Kamis, 05 Maret 2009

Sweetness in the Belly



Judul buku: Lily: Pencarian Cinta Seorang Gadis Eropa di Etiopia
Judul asli: Sweetness in the Belly
Penulis: Camilla Gibb
Penerjemah: Femmy Syahrani
Penerbit: Qanita
Cetakan: I, 2008
Tebal: 500 hlm
.

Nama Etiopia pernah sangat terkenal pada tahun 1980 hingga 1990-an. Hampir setiap malam, layar televisi kita menampilkan gambar-gambar mengenaskan tentang situasi di negeri tersebut yang dilanda kelaparan berkepanjangan akibat kekeringan dan juga perang saudara.

Di negeri dengan sejarah yang panjang ini pernah memerintah seorang kaisar, raja di raja, dengan kekuasaan bagaikan dewa, Haile Selassie. Ia juga sangat dipuja oleh kaum penganut ‘agama’ Rastafaria. Nama Rastafari diambil dari nama kecil Haile Selassie, Ras Tafari, sebelum menjadi penguasa Etiopia. Kaum Rastafarian inilah yang kemudian melahirkan aliran musik reggae. Pada tahun 1974, Haile Selassie digulingkan dari takhtanya, digantikan oleh sebuah pemerintahan Sosialis.

Negeri dengan populasi 40% golongan muslim ini sangat percaya pada para wali. Setiap benda dipercaya memiliki wali sendiri. Secara bergurau dikatakan, bahkan kutil pun ada walinya. Mereka juga kerap melangsungkan ritual agama yang bercampur tradisi di makam-makam para wali tersebut. Dari kenyataan ini tergambarlah sesungguhnya penduduk Ethiopia amat relijius sekaligus juga meyakini hal-hal mistis. Kalau di kita barangkali bisa disejajarkan dengan kejawen.

§ Tantangan
(A) Kutip seluruh resensi buku tersebut kata demi kata.
(B) Susun baris-baris dalam daftar dengan nomor urut, mulai dari baris yang memuat "[locate] metal rack" sampai baris terakhir daftar, tanpa baris kosong.
Resensi di atas tidak berhubungan dengan daftar berikut.

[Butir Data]

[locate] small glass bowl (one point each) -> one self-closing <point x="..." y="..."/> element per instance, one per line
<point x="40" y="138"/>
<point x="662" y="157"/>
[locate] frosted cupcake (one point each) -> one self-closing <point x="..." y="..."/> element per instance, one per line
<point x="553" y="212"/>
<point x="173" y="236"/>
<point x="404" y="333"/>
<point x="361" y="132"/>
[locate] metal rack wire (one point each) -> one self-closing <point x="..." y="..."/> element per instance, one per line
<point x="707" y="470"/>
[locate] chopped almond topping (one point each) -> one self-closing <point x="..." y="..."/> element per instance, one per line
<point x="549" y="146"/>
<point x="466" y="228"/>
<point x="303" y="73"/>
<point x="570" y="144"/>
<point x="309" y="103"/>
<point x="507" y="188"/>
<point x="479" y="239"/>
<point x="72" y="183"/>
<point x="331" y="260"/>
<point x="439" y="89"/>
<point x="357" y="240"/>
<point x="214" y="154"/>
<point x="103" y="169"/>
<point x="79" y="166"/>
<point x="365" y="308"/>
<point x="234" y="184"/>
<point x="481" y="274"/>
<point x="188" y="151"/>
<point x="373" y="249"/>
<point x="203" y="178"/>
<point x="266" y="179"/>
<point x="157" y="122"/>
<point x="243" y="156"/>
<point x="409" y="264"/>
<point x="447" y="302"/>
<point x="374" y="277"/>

§ Jawaban Tertulis
(A)
Kamis, 05 Maret 2009

Sweetness in the Belly



Judul buku: Lily: Pencarian Cinta Seorang Gadis Eropa di Etiopia
Judul asli: Sweetness in the Belly
Penulis: Camilla Gibb
Penerjemah: Femmy Syahrani
Penerbit: Qanita
Cetakan: I, 2008
Tebal: 500 hlm
.

Nama Etiopia pernah sangat terkenal pada tahun 1980 hingga 1990-an. Hampir setiap malam, layar televisi kita menampilkan gambar-gambar mengenaskan tentang situasi di negeri tersebut yang dilanda kelaparan berkepanjangan akibat kekeringan dan juga perang saudara.

Di negeri dengan sejarah yang panjang ini pernah memerintah seorang kaisar, raja di raja, dengan kekuasaan bagaikan dewa, Haile Selassie. Ia juga sangat dipuja oleh kaum penganut ‘agama’ Rastafaria. Nama Rastafari diambil dari nama kecil Haile Selassie, Ras Tafari, sebelum menjadi penguasa Etiopia. Kaum Rastafarian inilah yang kemudian melahirkan aliran musik reggae. Pada tahun 1974, Haile Selassie digulingkan dari takhtanya, digantikan oleh sebuah pemerintahan Sosialis.

Negeri dengan populasi 40% golongan muslim ini sangat percaya pada para wali. Setiap benda dipercaya memiliki wali sendiri. Secara bergurau dikatakan, bahkan kutil pun ada walinya. Mereka juga kerap melangsungkan ritual agama yang bercampur tradisi di makam-makam para wali tersebut. Dari kenyataan ini tergambarlah sesungguhnya penduduk Ethiopia amat relijius sekaligus juga meyakini hal-hal mistis. Kalau di kita barangkali bisa disejajarkan dengan kejawen.

(B)
1. [locate] metal rack wire (one point each) -> one self-closing <point x="..." y="..."/> element per instance, one per line
2. <point x="707" y="470"/>
3. [locate] chopped almond topping (one point each) -> one self-closing <point x="..." y="..."/> element per instance, one per line
4. <point x="549" y="146"/>
5. <point x="466" y="228"/>
6. <point x="303" y="73"/>
7. <point x="570" y="144"/>
8. <point x="309" y="103"/>
9. <point x="507" y="188"/>
10. <point x="479" y="239"/>
11. <point x="72" y="183"/>
12. <point x="331" y="260"/>
13. <point x="439" y="89"/>
14. <point x="357" y="240"/>
15. <point x="214" y="154"/>
16. <point x="103" y="169"/>
17. <point x="79" y="166"/>
18. <point x="365" y="308"/>
19. <point x="234" y="184"/>
20. <point x="481" y="274"/>
21. <point x="188" y="151"/>
22. <point x="373" y="249"/>
23. <point x="203" y="178"/>
24. <point x="266" y="179"/>
25. <point x="157" y="122"/>
26. <point x="243" y="156"/>
27. <point x="409" y="264"/>
28. <point x="447" y="302"/>
29. <point x="374" y="277"/>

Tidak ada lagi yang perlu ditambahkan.